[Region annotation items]
━━━━━━━━━━━━━━━━
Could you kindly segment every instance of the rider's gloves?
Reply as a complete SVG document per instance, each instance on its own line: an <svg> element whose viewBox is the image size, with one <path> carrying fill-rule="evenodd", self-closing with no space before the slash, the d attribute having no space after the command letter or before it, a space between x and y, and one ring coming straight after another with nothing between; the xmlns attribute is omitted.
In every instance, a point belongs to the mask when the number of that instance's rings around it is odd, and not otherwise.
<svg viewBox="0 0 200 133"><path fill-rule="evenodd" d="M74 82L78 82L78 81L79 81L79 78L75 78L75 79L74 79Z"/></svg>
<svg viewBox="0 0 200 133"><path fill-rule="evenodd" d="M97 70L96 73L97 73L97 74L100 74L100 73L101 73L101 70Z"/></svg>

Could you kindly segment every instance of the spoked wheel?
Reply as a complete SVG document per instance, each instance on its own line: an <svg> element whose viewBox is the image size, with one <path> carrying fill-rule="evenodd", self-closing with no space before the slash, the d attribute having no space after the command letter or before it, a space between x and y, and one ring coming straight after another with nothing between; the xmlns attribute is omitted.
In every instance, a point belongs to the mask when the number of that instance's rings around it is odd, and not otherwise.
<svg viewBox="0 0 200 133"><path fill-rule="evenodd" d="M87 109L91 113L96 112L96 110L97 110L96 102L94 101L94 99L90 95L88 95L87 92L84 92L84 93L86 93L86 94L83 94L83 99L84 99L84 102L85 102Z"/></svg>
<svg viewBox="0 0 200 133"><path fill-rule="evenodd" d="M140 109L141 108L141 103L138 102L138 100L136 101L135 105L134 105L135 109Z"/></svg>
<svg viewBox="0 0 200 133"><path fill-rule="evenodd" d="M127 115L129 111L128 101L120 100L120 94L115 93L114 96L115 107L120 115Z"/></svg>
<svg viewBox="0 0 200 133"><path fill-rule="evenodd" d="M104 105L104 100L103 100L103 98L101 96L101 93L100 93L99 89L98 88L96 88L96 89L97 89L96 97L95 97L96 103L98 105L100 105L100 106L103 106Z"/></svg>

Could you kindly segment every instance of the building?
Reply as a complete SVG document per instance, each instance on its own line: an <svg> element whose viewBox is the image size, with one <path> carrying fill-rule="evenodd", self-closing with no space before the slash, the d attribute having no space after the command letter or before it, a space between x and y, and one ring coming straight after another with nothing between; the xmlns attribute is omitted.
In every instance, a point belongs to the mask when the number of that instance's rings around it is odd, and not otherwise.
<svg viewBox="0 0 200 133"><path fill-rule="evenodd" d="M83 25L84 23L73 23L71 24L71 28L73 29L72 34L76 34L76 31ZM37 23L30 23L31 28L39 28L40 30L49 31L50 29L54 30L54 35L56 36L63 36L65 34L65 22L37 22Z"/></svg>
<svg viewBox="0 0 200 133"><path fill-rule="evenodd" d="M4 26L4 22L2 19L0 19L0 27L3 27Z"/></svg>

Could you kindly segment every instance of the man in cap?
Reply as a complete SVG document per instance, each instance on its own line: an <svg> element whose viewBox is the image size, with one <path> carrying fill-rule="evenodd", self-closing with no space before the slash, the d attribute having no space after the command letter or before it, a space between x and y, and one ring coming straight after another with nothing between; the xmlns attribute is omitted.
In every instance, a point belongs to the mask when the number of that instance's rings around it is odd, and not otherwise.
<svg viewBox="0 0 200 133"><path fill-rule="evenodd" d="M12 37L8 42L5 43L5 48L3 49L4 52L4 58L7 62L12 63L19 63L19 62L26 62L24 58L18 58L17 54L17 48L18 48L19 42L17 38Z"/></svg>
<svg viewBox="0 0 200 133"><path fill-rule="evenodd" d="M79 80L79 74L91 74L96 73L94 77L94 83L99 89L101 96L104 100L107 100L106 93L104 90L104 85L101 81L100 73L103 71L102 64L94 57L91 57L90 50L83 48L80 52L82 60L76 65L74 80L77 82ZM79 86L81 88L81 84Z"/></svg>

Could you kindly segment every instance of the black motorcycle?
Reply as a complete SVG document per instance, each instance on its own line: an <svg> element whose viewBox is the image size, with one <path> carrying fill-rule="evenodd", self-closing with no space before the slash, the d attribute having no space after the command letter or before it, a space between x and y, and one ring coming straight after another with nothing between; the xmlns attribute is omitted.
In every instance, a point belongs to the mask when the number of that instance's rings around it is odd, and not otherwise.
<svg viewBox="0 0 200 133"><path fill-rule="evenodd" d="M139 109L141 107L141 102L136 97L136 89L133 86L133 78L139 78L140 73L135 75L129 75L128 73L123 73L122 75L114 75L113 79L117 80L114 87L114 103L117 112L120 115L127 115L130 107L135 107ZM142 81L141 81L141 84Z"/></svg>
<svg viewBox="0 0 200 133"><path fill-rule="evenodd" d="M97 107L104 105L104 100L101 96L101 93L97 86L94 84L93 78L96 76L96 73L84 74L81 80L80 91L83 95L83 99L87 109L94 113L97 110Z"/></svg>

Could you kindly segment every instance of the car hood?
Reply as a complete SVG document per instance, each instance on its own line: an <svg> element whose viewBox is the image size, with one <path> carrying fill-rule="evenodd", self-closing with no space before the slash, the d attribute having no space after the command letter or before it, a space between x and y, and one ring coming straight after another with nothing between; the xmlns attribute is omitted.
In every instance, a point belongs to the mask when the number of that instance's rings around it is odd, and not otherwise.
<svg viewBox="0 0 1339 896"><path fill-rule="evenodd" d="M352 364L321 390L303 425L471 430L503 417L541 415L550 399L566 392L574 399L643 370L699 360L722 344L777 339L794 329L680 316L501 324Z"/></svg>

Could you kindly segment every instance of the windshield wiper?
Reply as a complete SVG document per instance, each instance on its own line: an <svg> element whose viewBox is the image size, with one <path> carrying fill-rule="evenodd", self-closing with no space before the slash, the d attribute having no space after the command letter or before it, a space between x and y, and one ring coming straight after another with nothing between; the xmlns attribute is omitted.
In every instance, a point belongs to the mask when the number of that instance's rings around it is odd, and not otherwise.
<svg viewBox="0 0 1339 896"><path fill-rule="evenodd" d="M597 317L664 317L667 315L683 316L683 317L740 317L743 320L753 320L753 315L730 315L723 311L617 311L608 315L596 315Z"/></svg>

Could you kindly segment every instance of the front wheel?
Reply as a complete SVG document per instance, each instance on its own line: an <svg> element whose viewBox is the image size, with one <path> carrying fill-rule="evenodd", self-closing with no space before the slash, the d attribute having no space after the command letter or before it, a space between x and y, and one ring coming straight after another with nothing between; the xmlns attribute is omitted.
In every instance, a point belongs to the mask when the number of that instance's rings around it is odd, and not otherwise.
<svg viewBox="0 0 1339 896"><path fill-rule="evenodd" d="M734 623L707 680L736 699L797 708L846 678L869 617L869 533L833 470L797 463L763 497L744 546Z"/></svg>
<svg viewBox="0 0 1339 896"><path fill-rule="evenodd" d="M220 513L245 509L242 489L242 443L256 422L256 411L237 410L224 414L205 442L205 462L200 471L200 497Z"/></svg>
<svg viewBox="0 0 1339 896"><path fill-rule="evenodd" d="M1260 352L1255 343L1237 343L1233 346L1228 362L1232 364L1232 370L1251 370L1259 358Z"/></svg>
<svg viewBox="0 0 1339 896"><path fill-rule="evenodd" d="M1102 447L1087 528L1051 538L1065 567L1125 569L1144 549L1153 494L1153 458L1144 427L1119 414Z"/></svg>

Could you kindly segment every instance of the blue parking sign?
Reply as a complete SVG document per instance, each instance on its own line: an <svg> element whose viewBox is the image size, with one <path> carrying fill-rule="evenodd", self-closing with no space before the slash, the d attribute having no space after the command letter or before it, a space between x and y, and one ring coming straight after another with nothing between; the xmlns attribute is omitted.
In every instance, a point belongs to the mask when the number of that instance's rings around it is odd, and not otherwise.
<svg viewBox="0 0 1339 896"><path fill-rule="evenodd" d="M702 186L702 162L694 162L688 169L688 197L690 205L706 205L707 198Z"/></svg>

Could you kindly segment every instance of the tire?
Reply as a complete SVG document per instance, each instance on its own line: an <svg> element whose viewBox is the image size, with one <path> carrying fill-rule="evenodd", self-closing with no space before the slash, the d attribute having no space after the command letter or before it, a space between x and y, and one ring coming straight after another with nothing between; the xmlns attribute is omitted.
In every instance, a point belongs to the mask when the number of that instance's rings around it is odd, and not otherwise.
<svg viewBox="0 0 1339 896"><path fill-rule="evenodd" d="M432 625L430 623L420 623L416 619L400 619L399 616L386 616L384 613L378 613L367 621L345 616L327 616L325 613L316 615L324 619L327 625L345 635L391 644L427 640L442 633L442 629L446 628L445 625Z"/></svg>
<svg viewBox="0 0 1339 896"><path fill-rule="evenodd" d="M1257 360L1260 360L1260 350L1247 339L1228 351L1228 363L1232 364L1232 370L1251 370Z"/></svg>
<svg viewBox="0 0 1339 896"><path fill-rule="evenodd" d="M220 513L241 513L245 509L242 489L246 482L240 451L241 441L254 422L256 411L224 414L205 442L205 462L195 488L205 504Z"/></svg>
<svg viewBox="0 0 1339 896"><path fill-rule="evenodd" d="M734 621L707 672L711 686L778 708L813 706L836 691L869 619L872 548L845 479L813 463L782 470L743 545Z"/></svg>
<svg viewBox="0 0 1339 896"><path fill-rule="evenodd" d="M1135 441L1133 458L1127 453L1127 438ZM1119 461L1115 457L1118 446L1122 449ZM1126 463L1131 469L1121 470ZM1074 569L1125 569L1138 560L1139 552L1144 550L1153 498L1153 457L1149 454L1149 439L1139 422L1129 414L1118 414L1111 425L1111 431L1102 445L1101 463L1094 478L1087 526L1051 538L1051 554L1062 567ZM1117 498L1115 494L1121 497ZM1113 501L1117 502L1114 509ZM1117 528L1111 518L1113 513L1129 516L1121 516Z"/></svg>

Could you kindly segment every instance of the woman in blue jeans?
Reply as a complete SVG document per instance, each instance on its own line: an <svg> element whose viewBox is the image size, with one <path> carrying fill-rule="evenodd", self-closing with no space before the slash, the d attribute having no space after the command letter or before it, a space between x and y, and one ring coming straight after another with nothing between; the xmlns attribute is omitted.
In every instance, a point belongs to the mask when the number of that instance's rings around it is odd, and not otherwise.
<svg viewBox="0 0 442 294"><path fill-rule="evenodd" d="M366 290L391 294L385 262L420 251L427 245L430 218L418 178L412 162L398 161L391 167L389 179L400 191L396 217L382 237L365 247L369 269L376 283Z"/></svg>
━━━━━━━━━━━━━━━━
Problem description:
Could you rewrite everything from the start of the records down to the line containing "70L96 73L97 73L97", putting "cyclist's gloves" wherever "rider's gloves" appears and leaving the rest unchanged?

Output for this task:
Could you kindly segment every instance of the cyclist's gloves?
Reply as a complete SVG document per instance, each instance on its own line: an <svg> element whose viewBox is the image size, with one <path> carrying fill-rule="evenodd", self-closing with no space before the slash, the d attribute having no space after the command letter or before it, a space between x and y, and one ring coming straight after another with nothing between; the xmlns attribute is omitted.
In every instance, a point belongs to the mask when the number of that instance's rings around it is odd, and not otherwise.
<svg viewBox="0 0 200 133"><path fill-rule="evenodd" d="M74 82L78 82L78 81L79 81L79 78L75 78L75 79L74 79Z"/></svg>
<svg viewBox="0 0 200 133"><path fill-rule="evenodd" d="M97 70L96 73L97 73L97 74L100 74L100 73L101 73L101 70Z"/></svg>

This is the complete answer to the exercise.